* [WORK TO DO]
Could you rewrite the items below, renaming every "Target" to "Object" and leaving everything else unchanged?

**** DATA SHOWN ****

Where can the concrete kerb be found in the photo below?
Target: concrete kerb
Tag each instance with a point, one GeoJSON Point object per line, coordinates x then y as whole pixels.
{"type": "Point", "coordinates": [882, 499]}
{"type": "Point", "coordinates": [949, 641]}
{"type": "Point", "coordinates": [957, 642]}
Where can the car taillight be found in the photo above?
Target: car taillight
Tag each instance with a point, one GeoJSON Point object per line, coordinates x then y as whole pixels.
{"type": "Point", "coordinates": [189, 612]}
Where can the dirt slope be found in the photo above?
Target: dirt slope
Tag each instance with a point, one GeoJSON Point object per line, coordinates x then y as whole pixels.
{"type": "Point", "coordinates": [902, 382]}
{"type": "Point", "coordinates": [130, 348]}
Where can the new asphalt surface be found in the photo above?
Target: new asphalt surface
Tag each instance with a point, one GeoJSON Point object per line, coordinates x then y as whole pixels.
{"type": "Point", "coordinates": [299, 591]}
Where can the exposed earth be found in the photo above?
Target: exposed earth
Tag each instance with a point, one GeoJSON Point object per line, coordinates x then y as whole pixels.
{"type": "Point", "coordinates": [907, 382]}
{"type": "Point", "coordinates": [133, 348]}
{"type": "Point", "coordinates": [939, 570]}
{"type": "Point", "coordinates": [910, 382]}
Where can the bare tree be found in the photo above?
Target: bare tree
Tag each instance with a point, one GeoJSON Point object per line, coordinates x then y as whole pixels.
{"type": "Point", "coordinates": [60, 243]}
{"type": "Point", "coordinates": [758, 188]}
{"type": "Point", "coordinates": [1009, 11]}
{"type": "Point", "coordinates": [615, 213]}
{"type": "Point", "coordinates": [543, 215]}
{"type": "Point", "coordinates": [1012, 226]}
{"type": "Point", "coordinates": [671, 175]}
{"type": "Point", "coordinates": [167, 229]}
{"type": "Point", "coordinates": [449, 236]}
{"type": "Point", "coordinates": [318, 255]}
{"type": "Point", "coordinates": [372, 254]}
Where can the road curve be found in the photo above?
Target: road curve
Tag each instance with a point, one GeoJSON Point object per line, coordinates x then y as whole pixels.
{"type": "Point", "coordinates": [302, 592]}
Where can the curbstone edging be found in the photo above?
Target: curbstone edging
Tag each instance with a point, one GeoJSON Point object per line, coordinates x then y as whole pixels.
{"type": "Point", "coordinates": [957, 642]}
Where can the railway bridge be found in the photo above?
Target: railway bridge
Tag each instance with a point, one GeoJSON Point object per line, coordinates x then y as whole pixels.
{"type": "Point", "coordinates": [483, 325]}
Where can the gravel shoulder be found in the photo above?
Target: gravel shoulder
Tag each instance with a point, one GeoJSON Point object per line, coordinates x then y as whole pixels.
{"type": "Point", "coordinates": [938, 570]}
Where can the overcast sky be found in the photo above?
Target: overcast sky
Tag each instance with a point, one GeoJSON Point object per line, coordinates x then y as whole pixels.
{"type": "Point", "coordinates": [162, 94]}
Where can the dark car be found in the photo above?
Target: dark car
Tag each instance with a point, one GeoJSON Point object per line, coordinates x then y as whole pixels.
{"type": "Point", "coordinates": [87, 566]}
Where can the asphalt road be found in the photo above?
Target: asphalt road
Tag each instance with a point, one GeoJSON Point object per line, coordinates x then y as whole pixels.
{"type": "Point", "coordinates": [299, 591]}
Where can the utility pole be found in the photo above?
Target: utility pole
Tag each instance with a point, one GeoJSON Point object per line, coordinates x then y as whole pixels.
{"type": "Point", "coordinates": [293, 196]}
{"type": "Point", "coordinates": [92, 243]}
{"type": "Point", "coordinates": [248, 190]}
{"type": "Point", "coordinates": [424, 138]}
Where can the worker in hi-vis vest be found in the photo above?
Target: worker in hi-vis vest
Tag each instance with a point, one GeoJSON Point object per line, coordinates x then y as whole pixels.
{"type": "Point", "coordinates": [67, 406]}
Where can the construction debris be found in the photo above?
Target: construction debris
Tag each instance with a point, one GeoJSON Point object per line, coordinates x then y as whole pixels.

****

* [RESPONSE TO THE EXERCISE]
Where can the concrete kerb be found in the photo below?
Object: concrete kerb
Tag each instance with a point, one GeoJSON Point object per line, coordinates x then y as whole pixels.
{"type": "Point", "coordinates": [882, 499]}
{"type": "Point", "coordinates": [949, 641]}
{"type": "Point", "coordinates": [957, 642]}
Where can the car taillight be found in the photo above?
Object: car taillight
Tag each instance with a point, one GeoJSON Point object per line, coordinates x then y as whole pixels.
{"type": "Point", "coordinates": [189, 612]}
Where can the dirt slope be found in the photo above?
Object: dirt slope
Tag each instance with a point, one GeoJSON Point object per line, coordinates x then y as whole pixels.
{"type": "Point", "coordinates": [902, 382]}
{"type": "Point", "coordinates": [130, 348]}
Where can the new asphalt surface be found in the photo above?
Object: new asphalt surface
Tag each instance with a point, one GeoJSON Point object per line, coordinates x then y as whole pixels.
{"type": "Point", "coordinates": [299, 591]}
Where can the exposed earth be found in the photo above?
Object: exposed earth
Tag each instance with a point, one GeoJSON Point object per line, coordinates x then y as whole pixels.
{"type": "Point", "coordinates": [907, 382]}
{"type": "Point", "coordinates": [133, 348]}
{"type": "Point", "coordinates": [939, 570]}
{"type": "Point", "coordinates": [910, 382]}
Where can the bare tree be found in the photo above?
Object: bare tree
Tag each instance with a point, one GeoJSON Point object per line, coordinates x then y as whole pixels.
{"type": "Point", "coordinates": [60, 243]}
{"type": "Point", "coordinates": [758, 188]}
{"type": "Point", "coordinates": [1009, 11]}
{"type": "Point", "coordinates": [615, 213]}
{"type": "Point", "coordinates": [543, 215]}
{"type": "Point", "coordinates": [1012, 226]}
{"type": "Point", "coordinates": [671, 175]}
{"type": "Point", "coordinates": [167, 229]}
{"type": "Point", "coordinates": [449, 236]}
{"type": "Point", "coordinates": [318, 255]}
{"type": "Point", "coordinates": [372, 254]}
Where can the road curve be found in the photo above?
Object: road curve
Tag each instance with a point, one GeoJSON Point object per line, coordinates x then y as whole pixels.
{"type": "Point", "coordinates": [302, 592]}
Where can the curbstone edging be found in the photo above?
Object: curbstone edging
Tag each instance with a point, one GeoJSON Point object per line, coordinates x then y as whole pixels.
{"type": "Point", "coordinates": [957, 642]}
Where can the railway bridge be found in the photo above?
Object: railway bridge
Tag each instance with a point, one GeoJSON Point object per line, coordinates x then y as whole pixels.
{"type": "Point", "coordinates": [483, 325]}
Where can the gravel shoulder be found in the photo above?
Object: gravel shoulder
Tag each instance with a point, one GeoJSON Point object per line, coordinates x then y as whole pixels.
{"type": "Point", "coordinates": [938, 570]}
Where can the overcast sky be found in the photo above?
Object: overcast sky
Tag each instance with a point, one GeoJSON Point object per line, coordinates x then y as whole pixels.
{"type": "Point", "coordinates": [162, 94]}
Where can the dark car be found in the photo above?
Object: dark car
Tag each instance with a point, one GeoJSON Point object per line, coordinates x then y as whole pixels.
{"type": "Point", "coordinates": [87, 566]}
Where can the asphalt road be found in the photo above?
Object: asphalt road
Tag each instance with a point, one GeoJSON Point object per line, coordinates x then y as whole pixels.
{"type": "Point", "coordinates": [299, 591]}
Where can the utility pole be found in the photo above?
Object: utility pole
Tag each instance with a point, one GeoJSON Point object per line, coordinates x then y as whole pixels.
{"type": "Point", "coordinates": [293, 196]}
{"type": "Point", "coordinates": [92, 243]}
{"type": "Point", "coordinates": [248, 190]}
{"type": "Point", "coordinates": [424, 138]}
Where can the worker in hi-vis vest be found in the photo above?
Object: worker in hi-vis vest
Tag each instance with a point, one GeoJSON Point object per line, coordinates x then y as whole pixels.
{"type": "Point", "coordinates": [67, 406]}
Where can the construction debris be found in the photo above?
Object: construction debris
Tag each instance with a point, one GeoJSON Point object per line, coordinates x then y as whole pixels.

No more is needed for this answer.